— Task prompt —
Word for word, transcribe the lines from the one containing "Return one point per instance of the car wreck" through the end of the entries, both included, and nothing else.

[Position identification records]
■ ■ ■

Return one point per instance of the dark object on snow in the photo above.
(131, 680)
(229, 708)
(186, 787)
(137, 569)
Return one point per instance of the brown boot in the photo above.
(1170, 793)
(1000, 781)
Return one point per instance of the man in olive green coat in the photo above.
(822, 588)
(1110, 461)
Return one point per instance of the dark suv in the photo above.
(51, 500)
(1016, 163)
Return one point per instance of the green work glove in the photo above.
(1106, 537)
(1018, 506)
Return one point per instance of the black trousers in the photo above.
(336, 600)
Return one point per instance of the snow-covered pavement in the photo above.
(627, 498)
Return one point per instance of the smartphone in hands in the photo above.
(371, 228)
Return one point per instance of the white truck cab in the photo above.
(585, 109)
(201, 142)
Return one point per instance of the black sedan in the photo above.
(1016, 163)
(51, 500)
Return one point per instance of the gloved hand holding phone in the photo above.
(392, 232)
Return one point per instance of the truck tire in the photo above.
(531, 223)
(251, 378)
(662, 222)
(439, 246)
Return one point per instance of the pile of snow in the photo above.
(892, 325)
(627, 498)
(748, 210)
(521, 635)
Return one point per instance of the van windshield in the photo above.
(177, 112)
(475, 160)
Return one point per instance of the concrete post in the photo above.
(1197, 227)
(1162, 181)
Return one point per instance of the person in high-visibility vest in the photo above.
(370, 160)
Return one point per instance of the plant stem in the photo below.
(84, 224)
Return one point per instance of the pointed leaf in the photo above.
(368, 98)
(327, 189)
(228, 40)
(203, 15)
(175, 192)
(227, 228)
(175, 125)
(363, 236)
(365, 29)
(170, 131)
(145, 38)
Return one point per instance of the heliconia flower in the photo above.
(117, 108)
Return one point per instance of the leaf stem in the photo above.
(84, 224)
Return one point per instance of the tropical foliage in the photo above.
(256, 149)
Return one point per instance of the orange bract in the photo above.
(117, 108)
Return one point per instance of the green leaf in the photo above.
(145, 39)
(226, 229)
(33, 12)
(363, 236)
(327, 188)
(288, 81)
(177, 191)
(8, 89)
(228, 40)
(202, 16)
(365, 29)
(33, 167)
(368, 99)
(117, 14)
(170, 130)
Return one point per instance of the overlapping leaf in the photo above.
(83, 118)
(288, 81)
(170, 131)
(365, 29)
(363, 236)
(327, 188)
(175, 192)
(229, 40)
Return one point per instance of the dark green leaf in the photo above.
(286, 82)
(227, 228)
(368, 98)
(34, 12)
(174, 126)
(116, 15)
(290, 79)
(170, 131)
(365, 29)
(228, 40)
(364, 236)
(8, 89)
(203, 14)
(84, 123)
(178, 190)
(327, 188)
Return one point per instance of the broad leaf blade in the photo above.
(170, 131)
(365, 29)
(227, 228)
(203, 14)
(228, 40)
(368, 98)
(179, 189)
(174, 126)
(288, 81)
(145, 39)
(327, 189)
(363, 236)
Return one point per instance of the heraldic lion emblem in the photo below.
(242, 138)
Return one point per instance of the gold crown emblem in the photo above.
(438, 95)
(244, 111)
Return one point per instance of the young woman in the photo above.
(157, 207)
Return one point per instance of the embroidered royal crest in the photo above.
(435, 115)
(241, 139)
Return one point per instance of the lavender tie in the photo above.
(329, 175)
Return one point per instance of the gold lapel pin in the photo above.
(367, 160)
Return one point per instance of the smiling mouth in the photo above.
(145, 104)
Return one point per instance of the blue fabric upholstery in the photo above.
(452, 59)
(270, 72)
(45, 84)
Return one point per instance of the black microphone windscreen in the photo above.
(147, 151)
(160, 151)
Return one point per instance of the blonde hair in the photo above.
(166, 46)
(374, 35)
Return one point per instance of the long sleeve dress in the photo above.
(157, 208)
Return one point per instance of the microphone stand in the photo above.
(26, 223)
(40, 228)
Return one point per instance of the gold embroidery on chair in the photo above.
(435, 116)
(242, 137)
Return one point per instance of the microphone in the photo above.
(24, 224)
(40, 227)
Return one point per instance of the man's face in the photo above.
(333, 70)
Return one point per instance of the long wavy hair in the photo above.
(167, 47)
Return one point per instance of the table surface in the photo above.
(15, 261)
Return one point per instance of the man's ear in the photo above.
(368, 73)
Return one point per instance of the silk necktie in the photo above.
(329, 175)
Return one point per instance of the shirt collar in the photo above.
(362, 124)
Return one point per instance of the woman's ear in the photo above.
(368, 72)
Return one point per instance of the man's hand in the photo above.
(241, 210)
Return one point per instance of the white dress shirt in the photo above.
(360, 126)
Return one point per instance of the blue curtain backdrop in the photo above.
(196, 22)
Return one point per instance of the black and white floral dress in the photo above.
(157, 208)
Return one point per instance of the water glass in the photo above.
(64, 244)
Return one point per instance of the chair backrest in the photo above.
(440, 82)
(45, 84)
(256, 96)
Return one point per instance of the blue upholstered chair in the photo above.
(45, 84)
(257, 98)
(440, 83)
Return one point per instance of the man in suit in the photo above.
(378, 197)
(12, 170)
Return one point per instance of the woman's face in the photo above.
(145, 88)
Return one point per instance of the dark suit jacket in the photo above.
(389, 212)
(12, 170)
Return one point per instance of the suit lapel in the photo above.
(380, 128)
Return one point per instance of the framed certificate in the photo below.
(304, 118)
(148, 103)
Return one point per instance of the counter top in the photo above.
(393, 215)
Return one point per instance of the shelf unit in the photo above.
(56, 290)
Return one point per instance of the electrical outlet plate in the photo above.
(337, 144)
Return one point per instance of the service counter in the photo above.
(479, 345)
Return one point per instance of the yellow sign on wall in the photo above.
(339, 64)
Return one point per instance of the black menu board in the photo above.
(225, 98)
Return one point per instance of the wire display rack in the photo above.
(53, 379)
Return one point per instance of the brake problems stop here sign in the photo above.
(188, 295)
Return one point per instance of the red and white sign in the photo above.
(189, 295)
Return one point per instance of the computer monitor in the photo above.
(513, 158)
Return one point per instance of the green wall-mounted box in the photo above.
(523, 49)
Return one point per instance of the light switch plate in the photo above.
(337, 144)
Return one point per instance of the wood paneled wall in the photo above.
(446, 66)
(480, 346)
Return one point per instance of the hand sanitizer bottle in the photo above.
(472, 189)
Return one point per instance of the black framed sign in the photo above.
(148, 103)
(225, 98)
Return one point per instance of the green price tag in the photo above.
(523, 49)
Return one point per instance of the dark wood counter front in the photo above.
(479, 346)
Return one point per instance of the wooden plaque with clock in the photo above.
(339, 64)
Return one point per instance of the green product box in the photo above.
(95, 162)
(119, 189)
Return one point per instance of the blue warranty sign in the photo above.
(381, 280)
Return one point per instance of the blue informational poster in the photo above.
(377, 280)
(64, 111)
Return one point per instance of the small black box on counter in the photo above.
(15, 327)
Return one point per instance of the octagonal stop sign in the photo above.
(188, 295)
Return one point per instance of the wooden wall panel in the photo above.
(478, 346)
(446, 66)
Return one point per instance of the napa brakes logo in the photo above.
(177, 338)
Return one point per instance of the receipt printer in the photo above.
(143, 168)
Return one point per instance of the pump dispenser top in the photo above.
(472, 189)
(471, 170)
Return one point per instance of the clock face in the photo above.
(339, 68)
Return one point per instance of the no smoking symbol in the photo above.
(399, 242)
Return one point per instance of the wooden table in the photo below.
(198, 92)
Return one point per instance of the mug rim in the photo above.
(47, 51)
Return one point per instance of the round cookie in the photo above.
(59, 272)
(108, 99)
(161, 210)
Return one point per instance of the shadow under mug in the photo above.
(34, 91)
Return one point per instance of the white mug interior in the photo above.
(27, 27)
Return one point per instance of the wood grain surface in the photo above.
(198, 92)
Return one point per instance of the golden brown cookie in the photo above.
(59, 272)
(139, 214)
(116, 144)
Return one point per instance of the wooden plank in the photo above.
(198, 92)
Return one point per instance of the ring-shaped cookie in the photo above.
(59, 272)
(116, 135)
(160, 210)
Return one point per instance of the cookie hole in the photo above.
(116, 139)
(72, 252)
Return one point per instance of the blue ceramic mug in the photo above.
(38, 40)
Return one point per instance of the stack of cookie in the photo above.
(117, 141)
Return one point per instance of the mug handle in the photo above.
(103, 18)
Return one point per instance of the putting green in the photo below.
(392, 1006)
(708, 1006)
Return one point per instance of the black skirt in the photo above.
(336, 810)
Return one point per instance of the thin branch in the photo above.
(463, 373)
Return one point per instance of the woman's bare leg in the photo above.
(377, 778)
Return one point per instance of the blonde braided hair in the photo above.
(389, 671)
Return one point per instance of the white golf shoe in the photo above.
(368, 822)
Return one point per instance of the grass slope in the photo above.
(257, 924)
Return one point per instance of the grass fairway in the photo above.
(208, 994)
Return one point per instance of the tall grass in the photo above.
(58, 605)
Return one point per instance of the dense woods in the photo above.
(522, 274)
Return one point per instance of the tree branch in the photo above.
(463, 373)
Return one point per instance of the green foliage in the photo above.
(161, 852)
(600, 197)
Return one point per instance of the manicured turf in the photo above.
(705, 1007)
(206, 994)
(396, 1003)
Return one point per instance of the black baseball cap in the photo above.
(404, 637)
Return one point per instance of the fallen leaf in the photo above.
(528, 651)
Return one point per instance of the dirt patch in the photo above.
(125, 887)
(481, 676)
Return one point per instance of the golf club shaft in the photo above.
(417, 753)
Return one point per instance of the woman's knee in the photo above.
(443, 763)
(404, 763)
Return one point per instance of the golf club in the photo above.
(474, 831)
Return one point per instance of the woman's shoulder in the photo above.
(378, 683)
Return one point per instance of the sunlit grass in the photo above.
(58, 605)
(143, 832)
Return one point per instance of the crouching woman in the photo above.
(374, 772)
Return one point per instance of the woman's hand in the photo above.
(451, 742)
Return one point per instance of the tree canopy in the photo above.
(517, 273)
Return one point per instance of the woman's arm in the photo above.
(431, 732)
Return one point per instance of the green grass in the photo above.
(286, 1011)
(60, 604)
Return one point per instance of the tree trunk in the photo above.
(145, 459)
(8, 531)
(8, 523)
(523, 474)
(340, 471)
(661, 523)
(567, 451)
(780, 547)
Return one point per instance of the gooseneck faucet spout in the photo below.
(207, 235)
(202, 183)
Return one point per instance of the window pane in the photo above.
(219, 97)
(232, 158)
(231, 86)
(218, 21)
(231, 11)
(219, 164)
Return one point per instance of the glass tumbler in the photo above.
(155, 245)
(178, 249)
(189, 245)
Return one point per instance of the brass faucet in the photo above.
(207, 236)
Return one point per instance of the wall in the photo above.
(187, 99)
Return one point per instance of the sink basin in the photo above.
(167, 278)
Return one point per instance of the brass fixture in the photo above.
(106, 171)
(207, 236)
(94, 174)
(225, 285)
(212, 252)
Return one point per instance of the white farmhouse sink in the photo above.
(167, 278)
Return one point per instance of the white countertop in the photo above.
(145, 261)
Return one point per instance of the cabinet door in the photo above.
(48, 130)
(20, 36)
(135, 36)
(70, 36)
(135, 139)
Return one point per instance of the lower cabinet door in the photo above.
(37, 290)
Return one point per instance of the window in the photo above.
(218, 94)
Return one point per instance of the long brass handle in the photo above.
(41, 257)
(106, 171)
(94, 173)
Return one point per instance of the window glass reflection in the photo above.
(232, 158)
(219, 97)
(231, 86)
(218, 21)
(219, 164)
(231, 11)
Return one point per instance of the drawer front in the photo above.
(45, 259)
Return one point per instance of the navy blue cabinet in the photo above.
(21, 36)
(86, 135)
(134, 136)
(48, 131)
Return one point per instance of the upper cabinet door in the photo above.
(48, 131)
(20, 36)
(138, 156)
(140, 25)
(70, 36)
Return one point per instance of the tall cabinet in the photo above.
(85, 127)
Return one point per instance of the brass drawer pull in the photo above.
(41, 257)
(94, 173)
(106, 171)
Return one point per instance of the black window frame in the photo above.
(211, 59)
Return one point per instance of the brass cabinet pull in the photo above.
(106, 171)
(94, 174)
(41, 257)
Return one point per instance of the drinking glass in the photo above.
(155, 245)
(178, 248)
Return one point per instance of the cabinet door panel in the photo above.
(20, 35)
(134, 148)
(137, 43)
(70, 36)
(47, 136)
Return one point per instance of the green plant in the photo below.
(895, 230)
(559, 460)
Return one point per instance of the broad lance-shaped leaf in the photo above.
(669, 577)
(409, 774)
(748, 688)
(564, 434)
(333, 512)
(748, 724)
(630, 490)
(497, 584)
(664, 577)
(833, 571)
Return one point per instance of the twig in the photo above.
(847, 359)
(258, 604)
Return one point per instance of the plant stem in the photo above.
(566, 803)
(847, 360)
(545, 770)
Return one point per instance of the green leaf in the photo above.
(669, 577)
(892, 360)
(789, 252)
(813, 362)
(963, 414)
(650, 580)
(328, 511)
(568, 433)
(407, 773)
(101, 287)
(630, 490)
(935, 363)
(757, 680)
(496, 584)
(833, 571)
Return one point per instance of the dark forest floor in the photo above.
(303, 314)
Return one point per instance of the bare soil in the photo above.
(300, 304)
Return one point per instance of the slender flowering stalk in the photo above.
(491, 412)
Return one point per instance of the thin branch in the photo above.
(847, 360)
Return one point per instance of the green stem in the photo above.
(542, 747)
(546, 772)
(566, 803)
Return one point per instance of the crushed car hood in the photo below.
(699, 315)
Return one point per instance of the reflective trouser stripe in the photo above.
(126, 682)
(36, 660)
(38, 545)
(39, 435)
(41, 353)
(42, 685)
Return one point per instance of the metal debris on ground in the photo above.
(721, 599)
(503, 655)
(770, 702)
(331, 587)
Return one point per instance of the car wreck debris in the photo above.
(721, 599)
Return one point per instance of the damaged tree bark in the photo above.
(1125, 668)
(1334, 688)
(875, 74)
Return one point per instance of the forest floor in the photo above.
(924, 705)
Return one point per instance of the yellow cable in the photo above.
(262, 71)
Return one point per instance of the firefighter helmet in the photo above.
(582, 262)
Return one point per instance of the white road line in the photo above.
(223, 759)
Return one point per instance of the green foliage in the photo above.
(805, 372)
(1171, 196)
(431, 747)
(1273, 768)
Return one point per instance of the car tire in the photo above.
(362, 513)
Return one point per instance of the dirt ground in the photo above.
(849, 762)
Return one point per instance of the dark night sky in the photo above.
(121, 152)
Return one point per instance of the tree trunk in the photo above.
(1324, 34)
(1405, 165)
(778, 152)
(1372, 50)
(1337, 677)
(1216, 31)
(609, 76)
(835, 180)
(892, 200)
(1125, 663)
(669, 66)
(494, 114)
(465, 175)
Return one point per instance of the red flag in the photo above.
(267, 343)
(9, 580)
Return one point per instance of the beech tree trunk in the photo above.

■ ■ ■

— Solved problem —
Return one point per instance of the car wreck debris in the photo above.
(721, 599)
Return one point per instance of the damaged tree bark in the photo above.
(1125, 668)
(1334, 688)
(875, 74)
Return one point per instance of the forest floor in the photo above.
(924, 705)
Return one point per instance of the yellow cable in the photo above.
(262, 71)
Return one point per instance of the firefighter helmet in the photo above.
(582, 262)
Return one point per instance of the white road line in the photo above.
(223, 759)
Return one point per instance of the green foliage in the photo above.
(805, 372)
(1171, 196)
(431, 747)
(1273, 768)
Return one point per instance of the car tire in the photo above.
(362, 513)
Return one point per instance of the dirt ground in the photo above.
(849, 762)
Return one point per instance of the dark night sky in the photo above.
(121, 152)
Return one point per instance of the tree trunk in the photo above.
(1324, 34)
(1405, 165)
(778, 152)
(1372, 50)
(1337, 677)
(1216, 31)
(609, 76)
(835, 180)
(892, 200)
(1125, 663)
(669, 66)
(494, 114)
(465, 175)
Return one point per instance of the red flag in the photo above.
(267, 343)
(9, 580)
Return one point per instance of the beech tree trunk in the photo above.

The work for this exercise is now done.